- Born: 14 December 1945 Keuchia, Satkania, Chittagong, Bengal Presidency, British India
- Died: 6 May 2017 (aged 71) Chittagong, Bangladesh
- Parents: Fanindra Lal Nandi (father); Mallika Rani Nandi (mother);

= Mihir Kumar Nandi =

Bangladeshi singer (1945–2017)

Mihir Kumar Nandi (14 December 1945 – 6 May 2017) was a Bangladeshi Rabindra Sangeet singer and classical vocalist. He was a singer at the Swadhin Bangla Betar Kendra during the 1971 Liberation War. In 2015, he was awarded Shilpakala Padak in the vocal music category by the Government of Bangladesh.

==Early life==
Nandi was born in Chittagong to Fanindra Lal Nandi and Mallika Rani Nandi. He got his early music lessons from his father. Later he was trained by Waheedul Haq, Shailada Ranjan Majumder, Nirod Baran Barua, Ashok Dasgupta, Soumitra Lal Dasgupta and Aditya Narayan Das.

==Career==
In 1964, Nandi's musical career began by enlisting as a singer with Chittagong Betar.

Nandi was an artist of special class at Bangladesh Betar and Bangladesh Television. He founded Ananda Dhwani, a music organization. He served as the vice-president of Bangladesh Udichi Shilpigoshthi and Rabindra Sangeet Sommilon Parishad. He was a part-time lecturer at the Department of Music of the University of Chittagong.

Nandi died on 6 May 2017 at Chittagong Medical College Hospital (CMCH). He was cremated at Bolua Dighir Par.

▸ **SOURCE INFORMATION**
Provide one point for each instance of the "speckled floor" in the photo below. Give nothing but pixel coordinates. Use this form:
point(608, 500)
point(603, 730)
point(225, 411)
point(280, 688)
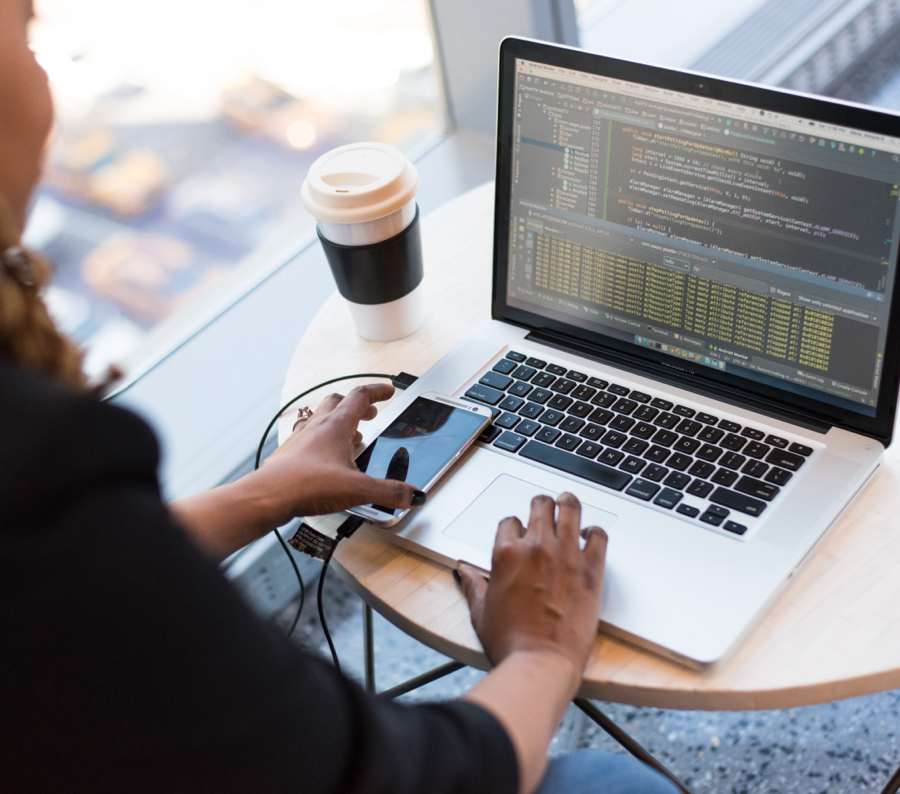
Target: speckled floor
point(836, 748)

==

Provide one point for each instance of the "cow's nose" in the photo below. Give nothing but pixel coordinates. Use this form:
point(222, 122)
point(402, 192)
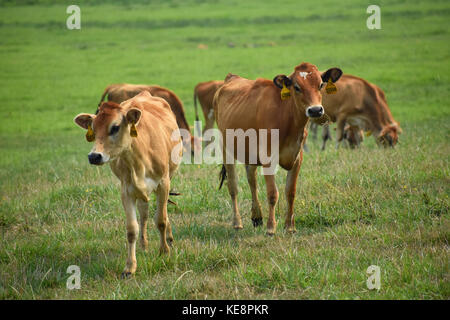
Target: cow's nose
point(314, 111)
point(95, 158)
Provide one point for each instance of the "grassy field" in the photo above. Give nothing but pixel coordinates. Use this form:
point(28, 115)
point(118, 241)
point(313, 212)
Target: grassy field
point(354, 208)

==

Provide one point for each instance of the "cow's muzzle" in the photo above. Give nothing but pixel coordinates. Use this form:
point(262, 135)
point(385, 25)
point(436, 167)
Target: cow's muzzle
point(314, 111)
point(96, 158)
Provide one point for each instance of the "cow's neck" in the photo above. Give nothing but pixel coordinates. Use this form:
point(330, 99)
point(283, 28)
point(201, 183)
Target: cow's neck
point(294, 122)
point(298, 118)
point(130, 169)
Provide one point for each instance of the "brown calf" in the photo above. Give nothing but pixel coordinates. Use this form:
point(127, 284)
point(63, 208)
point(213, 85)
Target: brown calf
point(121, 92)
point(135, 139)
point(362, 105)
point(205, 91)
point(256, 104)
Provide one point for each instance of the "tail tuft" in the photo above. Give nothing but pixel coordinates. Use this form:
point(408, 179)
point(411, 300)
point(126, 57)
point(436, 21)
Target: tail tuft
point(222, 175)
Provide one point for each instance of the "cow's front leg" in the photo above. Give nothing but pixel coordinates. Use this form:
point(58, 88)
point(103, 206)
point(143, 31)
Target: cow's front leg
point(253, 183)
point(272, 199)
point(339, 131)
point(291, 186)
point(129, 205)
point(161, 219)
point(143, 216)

▸ **WHAT IS REQUIRED**
Copy from the Mihir Kumar Nandi text the passage starting at "Mihir Kumar Nandi (14" and ending at "with Chittagong Betar.". For what follows, rely on the Mihir Kumar Nandi text alone and set the data aside.

▸ **RESPONSE BOX**
Mihir Kumar Nandi (14 December 1945 – 6 May 2017) was a Bangladeshi Rabindra Sangeet singer and classical vocalist. He was a singer at the Swadhin Bangla Betar Kendra during the 1971 Liberation War. In 2015, he was awarded Shilpakala Padak in the vocal music category by the Government of Bangladesh.

==Early life==
Nandi was born in Chittagong to Fanindra Lal Nandi and Mallika Rani Nandi. He got his early music lessons from his father. Later he was trained by Waheedul Haq, Shailada Ranjan Majumder, Nirod Baran Barua, Ashok Dasgupta, Soumitra Lal Dasgupta and Aditya Narayan Das.

==Career==
In 1964, Nandi's musical career began by enlisting as a singer with Chittagong Betar.